Required action ::
The entries below need to be transcribed exactly, without their images.

Natural-language object grounding data ::

......

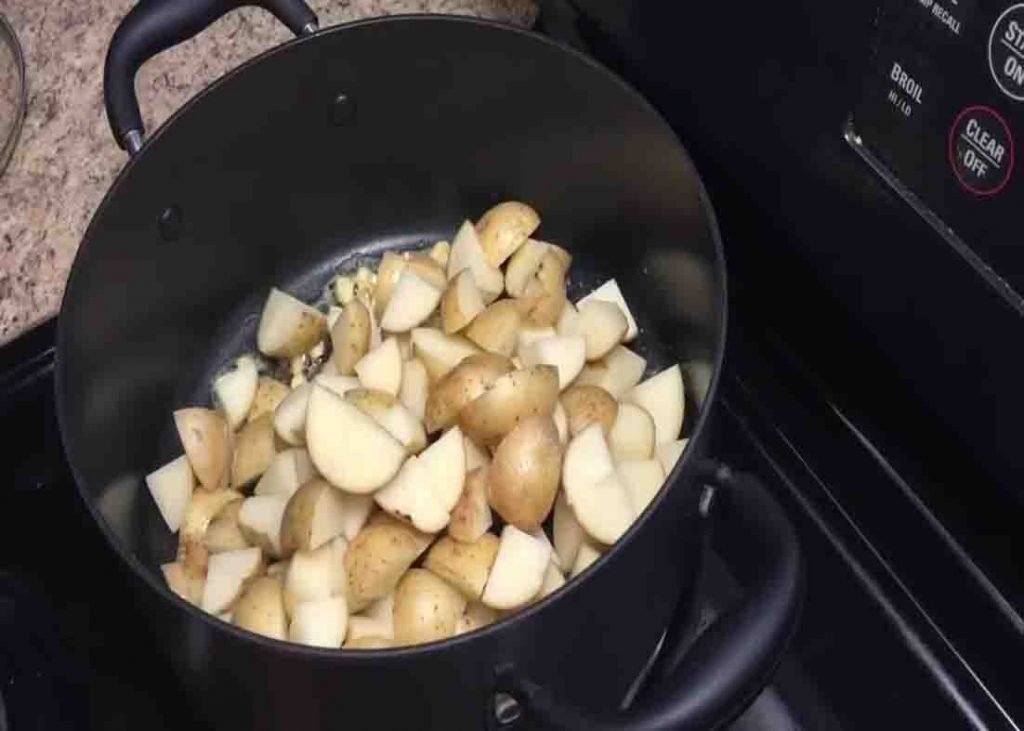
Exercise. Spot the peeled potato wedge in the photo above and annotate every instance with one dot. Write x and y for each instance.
(565, 352)
(602, 325)
(594, 489)
(315, 574)
(313, 516)
(609, 292)
(461, 303)
(226, 575)
(662, 396)
(463, 565)
(589, 404)
(464, 383)
(260, 520)
(616, 373)
(497, 328)
(269, 393)
(467, 254)
(426, 608)
(632, 434)
(254, 450)
(669, 454)
(525, 471)
(517, 573)
(171, 487)
(415, 387)
(350, 336)
(511, 397)
(321, 622)
(504, 228)
(381, 368)
(290, 416)
(643, 479)
(378, 557)
(522, 265)
(412, 302)
(287, 472)
(205, 436)
(288, 327)
(236, 389)
(261, 608)
(439, 352)
(470, 518)
(567, 533)
(348, 447)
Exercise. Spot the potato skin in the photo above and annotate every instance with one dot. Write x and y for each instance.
(464, 383)
(512, 397)
(426, 608)
(525, 472)
(589, 404)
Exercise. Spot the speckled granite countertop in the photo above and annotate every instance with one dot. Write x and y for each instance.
(67, 158)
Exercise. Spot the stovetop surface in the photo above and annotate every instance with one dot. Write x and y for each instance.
(873, 649)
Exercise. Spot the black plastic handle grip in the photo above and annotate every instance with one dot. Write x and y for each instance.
(707, 682)
(155, 26)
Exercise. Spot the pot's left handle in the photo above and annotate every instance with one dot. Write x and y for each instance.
(154, 26)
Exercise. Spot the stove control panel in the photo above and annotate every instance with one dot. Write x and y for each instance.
(941, 116)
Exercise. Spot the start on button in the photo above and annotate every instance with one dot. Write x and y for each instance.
(981, 151)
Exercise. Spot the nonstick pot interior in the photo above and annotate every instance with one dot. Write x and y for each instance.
(377, 135)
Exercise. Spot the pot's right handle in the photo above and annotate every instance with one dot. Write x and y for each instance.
(707, 681)
(154, 26)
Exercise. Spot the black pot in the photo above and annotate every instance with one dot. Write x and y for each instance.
(383, 134)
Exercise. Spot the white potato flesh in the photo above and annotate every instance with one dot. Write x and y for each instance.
(321, 622)
(410, 498)
(632, 436)
(643, 479)
(348, 447)
(444, 467)
(381, 368)
(529, 334)
(568, 320)
(518, 571)
(523, 265)
(440, 352)
(235, 390)
(669, 454)
(287, 473)
(602, 325)
(588, 555)
(609, 292)
(662, 396)
(315, 574)
(568, 534)
(565, 352)
(467, 254)
(290, 416)
(288, 327)
(171, 487)
(412, 302)
(226, 575)
(593, 489)
(616, 373)
(260, 519)
(415, 387)
(336, 384)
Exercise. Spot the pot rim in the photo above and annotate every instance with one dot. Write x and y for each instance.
(673, 480)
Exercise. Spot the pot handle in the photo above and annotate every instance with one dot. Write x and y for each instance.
(706, 681)
(155, 26)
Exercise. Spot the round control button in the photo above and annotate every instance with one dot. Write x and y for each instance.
(1006, 51)
(981, 151)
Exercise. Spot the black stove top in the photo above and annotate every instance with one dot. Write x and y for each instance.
(901, 628)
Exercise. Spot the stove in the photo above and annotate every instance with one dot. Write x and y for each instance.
(905, 503)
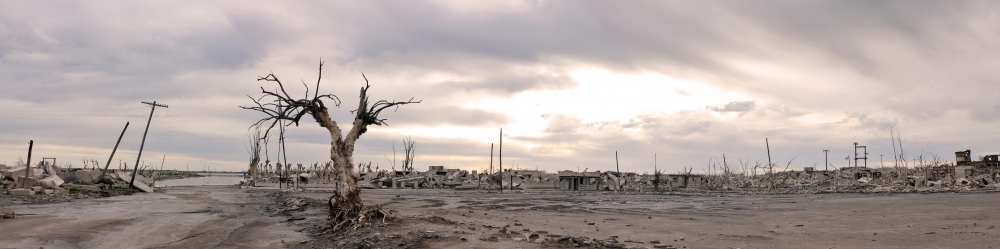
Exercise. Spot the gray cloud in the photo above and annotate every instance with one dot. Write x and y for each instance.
(816, 73)
(735, 106)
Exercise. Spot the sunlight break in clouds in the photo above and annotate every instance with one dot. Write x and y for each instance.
(603, 96)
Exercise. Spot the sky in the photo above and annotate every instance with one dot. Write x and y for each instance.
(662, 84)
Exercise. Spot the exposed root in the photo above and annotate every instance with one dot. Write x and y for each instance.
(351, 214)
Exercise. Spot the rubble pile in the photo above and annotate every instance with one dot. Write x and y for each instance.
(48, 179)
(923, 178)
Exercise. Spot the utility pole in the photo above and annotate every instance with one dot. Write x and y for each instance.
(152, 107)
(501, 160)
(489, 182)
(856, 147)
(27, 165)
(769, 165)
(115, 149)
(616, 164)
(826, 160)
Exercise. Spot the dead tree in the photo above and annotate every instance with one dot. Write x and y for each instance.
(346, 208)
(408, 144)
(253, 148)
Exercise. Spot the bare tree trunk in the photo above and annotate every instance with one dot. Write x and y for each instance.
(347, 198)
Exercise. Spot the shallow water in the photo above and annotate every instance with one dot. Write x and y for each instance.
(201, 181)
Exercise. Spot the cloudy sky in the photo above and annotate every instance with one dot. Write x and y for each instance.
(570, 82)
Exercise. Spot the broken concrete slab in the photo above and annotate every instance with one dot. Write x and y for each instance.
(90, 188)
(22, 192)
(52, 181)
(138, 183)
(21, 182)
(15, 172)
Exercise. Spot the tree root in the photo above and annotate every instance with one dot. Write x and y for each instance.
(346, 214)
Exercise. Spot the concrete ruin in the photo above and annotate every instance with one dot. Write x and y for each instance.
(45, 178)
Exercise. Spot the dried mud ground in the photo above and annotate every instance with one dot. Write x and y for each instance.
(229, 217)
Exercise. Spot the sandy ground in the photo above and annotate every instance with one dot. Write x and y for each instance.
(228, 217)
(940, 220)
(182, 217)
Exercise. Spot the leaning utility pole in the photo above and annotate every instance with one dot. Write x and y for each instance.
(769, 165)
(152, 108)
(826, 160)
(501, 161)
(115, 149)
(489, 179)
(616, 164)
(27, 165)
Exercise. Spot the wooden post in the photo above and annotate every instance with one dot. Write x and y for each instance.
(27, 165)
(152, 108)
(501, 161)
(618, 181)
(490, 174)
(115, 149)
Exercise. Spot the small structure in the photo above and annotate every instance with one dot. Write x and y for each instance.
(938, 173)
(963, 157)
(569, 180)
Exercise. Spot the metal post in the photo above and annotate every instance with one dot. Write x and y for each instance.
(115, 149)
(152, 108)
(27, 165)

......

Result for this task ::
Exercise. Spot the peeled potato wedge in the photo above and annotate every instance with one dot. Write x and y for each instance.
(565, 352)
(602, 325)
(594, 489)
(315, 574)
(313, 516)
(609, 292)
(461, 303)
(226, 575)
(662, 396)
(463, 565)
(589, 404)
(464, 383)
(260, 520)
(616, 373)
(497, 328)
(269, 393)
(467, 254)
(426, 608)
(632, 434)
(254, 450)
(669, 454)
(525, 471)
(517, 573)
(171, 487)
(415, 387)
(350, 336)
(511, 397)
(321, 622)
(504, 228)
(381, 368)
(290, 416)
(643, 479)
(378, 557)
(522, 265)
(412, 302)
(287, 472)
(205, 436)
(288, 327)
(236, 389)
(261, 608)
(439, 352)
(470, 518)
(567, 533)
(348, 447)
Exercise. Spot the potato skin in the photo above and annotate every instance with one dot. Write x and y for each instance.
(464, 383)
(512, 397)
(426, 608)
(525, 472)
(589, 404)
Exercise. Spot the speckled granite countertop in the photo above and annotate every instance with one dot. Write x and y for each instance.
(67, 158)
Exercise. Spot the stovetop surface in the photo above and annotate every instance with one dot. Write x and y for each instance.
(873, 649)
Exercise. Spot the black plastic handle grip in the photo above and annotate every instance with one dot. Write x and y for each instance.
(707, 682)
(155, 26)
Exercise. Spot the pot's left handle in the photo above and annotate every instance with one dot. Write x and y for each instance.
(154, 26)
Exercise. Spot the stove control panel in the photo above and annotate every instance with one dot. Write x and y for each instance.
(941, 116)
Exercise. Spot the start on button in the photo above and annotate every instance with one dot. Write x and y for each instance.
(981, 151)
Exercise. Spot the nonstick pot interior in the photo above and annotate every instance with one dot. Write x and y for each instance.
(377, 135)
Exercise. Spot the pot's right handle in the photo above and annotate every instance with one dot. Write x and y for each instance.
(707, 681)
(154, 26)
Exercise. Spot the black pot in the photo above and annotate every instance with one dot. Write x and y for each instance.
(383, 134)
Exercise. Spot the white potato flesh in the photo above and annotate every instance with one dot. Write x and y for each instance.
(321, 622)
(410, 498)
(632, 436)
(643, 479)
(348, 447)
(444, 467)
(381, 368)
(529, 334)
(568, 320)
(518, 571)
(523, 265)
(440, 352)
(235, 390)
(669, 454)
(287, 473)
(602, 325)
(588, 555)
(609, 292)
(662, 396)
(315, 574)
(568, 534)
(565, 352)
(467, 254)
(290, 416)
(288, 327)
(171, 487)
(412, 302)
(226, 575)
(593, 489)
(616, 373)
(260, 519)
(415, 387)
(336, 384)
Exercise. Spot the pot rim in the photo above and annotate every instance with one dot. Write x and y for each instance.
(673, 480)
Exercise. Spot the pot handle in the photo above and annotate every instance with one dot. Write x and y for each instance.
(706, 681)
(155, 26)
Exercise. Spot the round control button in the photo above and annotate every instance with one dot. Write x and y for each instance.
(1006, 51)
(981, 151)
Exercise. Spot the black stove top in the photo above and annotate every instance with one dot. Write x and y for each instance.
(901, 628)
Exercise. Spot the stove in the photo above and annotate every instance with one dot. Write x and y for each instance.
(905, 503)
Exercise. Spot the gray cloud in the photo above and annotate every instance with one dot. Write x and y for each instance.
(816, 73)
(735, 106)
Exercise. Spot the sunlight break in clouds in the photo above and annotate every instance with one dot. Write x and y for each instance.
(603, 96)
Exercise. Spot the sky in the photo above and annotate every instance with one dot. Write x and y for each instance.
(662, 84)
Exercise. Spot the exposed root in the photo above and annotate every instance with one dot. Write x and y for each instance.
(351, 214)
Exercise. Spot the rubble pile in the photo above and annotate every instance with one dot. Write x and y for each instance.
(48, 179)
(923, 178)
Exercise. Spot the utility pole in the photo above and annotate every instance with one dot. Write x and y for each instance.
(152, 107)
(501, 160)
(489, 182)
(856, 147)
(27, 165)
(769, 165)
(115, 149)
(616, 164)
(826, 160)
Exercise. Spot the dead tree in the photo above and annotate every instance with one dot. Write x and y for each instance.
(346, 208)
(408, 144)
(253, 148)
Exercise. Spot the bare tree trunk in the photo above and annotate every instance with one dot. Write x and y for each instance.
(347, 198)
Exercise. Spot the shallow water in the photo above and annotate every instance with one dot. Write x and y for each instance.
(201, 181)
Exercise. Spot the cloudy sky in the photo above and annotate every instance with one dot. Write x and y for each instance.
(570, 82)
Exercise. Spot the broken concrete slab in the photo above and annotate every instance with one dot. Write x and y for each instance.
(90, 188)
(22, 192)
(52, 181)
(138, 183)
(21, 182)
(15, 172)
Exercise. Spot the tree root in the photo above and annotate every instance with one dot. Write x and y for each instance.
(346, 214)
Exercise. Spot the concrete ruin in the photo above and annotate every instance with one dot. Write x and y for each instance.
(45, 178)
Exercise. Spot the dried mud ground in the photo above and annotate every instance with one dot. Write x and y for each instance.
(229, 217)
Exercise. Spot the sandy ground in the photo above and annotate every instance with one dot. Write x and y for each instance.
(228, 217)
(940, 220)
(182, 217)
Exercise. Spot the leaning utility pole in the photo above and annotate every instance with one dot. Write x and y for each instance.
(769, 165)
(152, 108)
(826, 160)
(501, 161)
(115, 149)
(489, 179)
(616, 164)
(27, 165)
Exercise. Spot the wooden post in the photo above and annotate every instance with one dot. Write x and y for each instance.
(27, 165)
(152, 108)
(501, 161)
(618, 181)
(490, 174)
(115, 149)
Exercise. Spot the small structure in the photo above and annotate every instance with one dot. Write x and y for each instance.
(938, 173)
(963, 157)
(569, 180)
Exercise. Spot the metal post in the photo above and annotate every instance with one dot. Write x and y for each instance.
(115, 149)
(152, 108)
(27, 165)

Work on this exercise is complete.